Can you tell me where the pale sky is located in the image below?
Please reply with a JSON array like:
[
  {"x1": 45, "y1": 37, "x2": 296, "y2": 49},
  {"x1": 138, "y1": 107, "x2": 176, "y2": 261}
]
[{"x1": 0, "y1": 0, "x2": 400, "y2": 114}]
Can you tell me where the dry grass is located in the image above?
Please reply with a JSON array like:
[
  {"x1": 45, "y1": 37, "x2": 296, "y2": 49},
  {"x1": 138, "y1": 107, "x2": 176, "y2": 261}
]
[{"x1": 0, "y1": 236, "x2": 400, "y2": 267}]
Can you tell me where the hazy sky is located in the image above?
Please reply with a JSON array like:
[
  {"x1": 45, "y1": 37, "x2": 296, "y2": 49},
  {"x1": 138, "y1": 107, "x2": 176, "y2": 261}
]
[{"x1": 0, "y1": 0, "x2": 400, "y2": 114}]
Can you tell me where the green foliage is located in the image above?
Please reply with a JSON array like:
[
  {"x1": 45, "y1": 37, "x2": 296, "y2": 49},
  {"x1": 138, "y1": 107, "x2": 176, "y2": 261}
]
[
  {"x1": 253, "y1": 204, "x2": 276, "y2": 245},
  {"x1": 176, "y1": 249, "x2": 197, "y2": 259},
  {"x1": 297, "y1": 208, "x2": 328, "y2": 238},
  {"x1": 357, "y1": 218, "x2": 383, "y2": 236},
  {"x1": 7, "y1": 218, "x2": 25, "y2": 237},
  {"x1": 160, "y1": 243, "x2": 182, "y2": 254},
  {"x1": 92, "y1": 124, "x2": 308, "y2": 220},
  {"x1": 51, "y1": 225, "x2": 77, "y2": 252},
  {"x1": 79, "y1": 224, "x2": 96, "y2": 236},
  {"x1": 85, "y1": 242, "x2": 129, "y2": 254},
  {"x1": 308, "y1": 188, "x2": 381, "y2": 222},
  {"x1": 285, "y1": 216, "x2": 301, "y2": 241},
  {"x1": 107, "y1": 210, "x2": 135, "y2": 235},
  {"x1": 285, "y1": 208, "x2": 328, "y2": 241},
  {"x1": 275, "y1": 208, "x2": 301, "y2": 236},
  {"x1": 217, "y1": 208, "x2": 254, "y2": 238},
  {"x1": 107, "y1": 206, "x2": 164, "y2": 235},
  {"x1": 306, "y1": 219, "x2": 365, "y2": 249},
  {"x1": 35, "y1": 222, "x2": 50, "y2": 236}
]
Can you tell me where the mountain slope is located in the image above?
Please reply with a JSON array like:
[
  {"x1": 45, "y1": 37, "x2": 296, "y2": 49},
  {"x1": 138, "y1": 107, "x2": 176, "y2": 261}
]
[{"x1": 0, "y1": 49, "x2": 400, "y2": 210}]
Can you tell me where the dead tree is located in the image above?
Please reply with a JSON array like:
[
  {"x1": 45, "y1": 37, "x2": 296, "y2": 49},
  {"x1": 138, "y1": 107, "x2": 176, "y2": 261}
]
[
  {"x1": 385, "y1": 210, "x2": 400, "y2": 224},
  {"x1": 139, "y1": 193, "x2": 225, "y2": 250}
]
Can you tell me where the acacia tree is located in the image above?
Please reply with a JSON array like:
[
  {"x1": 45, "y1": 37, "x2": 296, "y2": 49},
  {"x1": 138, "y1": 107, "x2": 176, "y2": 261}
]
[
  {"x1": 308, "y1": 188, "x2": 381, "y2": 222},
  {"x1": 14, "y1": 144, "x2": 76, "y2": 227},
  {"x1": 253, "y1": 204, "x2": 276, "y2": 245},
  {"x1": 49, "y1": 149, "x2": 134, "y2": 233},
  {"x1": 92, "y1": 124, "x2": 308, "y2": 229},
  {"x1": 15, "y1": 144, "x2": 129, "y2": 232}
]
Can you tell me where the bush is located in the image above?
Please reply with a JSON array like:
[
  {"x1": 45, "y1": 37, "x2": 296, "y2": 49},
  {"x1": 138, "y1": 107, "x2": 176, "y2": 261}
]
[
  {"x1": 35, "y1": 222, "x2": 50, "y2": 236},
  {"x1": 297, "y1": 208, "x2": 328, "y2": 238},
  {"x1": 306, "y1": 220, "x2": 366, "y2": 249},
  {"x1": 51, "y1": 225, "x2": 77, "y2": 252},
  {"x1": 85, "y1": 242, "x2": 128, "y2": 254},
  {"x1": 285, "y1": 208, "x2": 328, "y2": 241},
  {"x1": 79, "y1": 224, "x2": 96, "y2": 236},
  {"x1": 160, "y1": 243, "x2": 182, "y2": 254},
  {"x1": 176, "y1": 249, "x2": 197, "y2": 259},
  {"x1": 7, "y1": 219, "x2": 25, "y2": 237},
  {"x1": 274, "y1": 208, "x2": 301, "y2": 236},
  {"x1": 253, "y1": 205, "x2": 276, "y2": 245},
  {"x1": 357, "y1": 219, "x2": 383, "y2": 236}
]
==========
Transcribe only the trailing portion of the entries above: the line that contains "Can you tell me where the acacia" and each line after it.

Can you tell me where the acacia tree is located in the image above?
Please reply with a JSON array like:
[
  {"x1": 45, "y1": 37, "x2": 296, "y2": 49},
  {"x1": 138, "y1": 107, "x2": 176, "y2": 261}
]
[
  {"x1": 308, "y1": 188, "x2": 381, "y2": 222},
  {"x1": 14, "y1": 144, "x2": 76, "y2": 227},
  {"x1": 253, "y1": 204, "x2": 276, "y2": 245},
  {"x1": 49, "y1": 149, "x2": 134, "y2": 233},
  {"x1": 92, "y1": 124, "x2": 308, "y2": 229},
  {"x1": 15, "y1": 144, "x2": 129, "y2": 232}
]
Can you tell me where the bush is located in the image above?
Please reply with a JSON array like:
[
  {"x1": 45, "y1": 37, "x2": 296, "y2": 49},
  {"x1": 138, "y1": 107, "x2": 176, "y2": 261}
]
[
  {"x1": 35, "y1": 222, "x2": 50, "y2": 236},
  {"x1": 297, "y1": 208, "x2": 328, "y2": 238},
  {"x1": 306, "y1": 220, "x2": 366, "y2": 249},
  {"x1": 51, "y1": 225, "x2": 77, "y2": 252},
  {"x1": 85, "y1": 242, "x2": 128, "y2": 254},
  {"x1": 285, "y1": 208, "x2": 328, "y2": 241},
  {"x1": 79, "y1": 224, "x2": 96, "y2": 236},
  {"x1": 160, "y1": 243, "x2": 182, "y2": 254},
  {"x1": 176, "y1": 249, "x2": 197, "y2": 259},
  {"x1": 7, "y1": 219, "x2": 25, "y2": 237},
  {"x1": 274, "y1": 208, "x2": 301, "y2": 236},
  {"x1": 253, "y1": 205, "x2": 276, "y2": 245},
  {"x1": 357, "y1": 219, "x2": 383, "y2": 236}
]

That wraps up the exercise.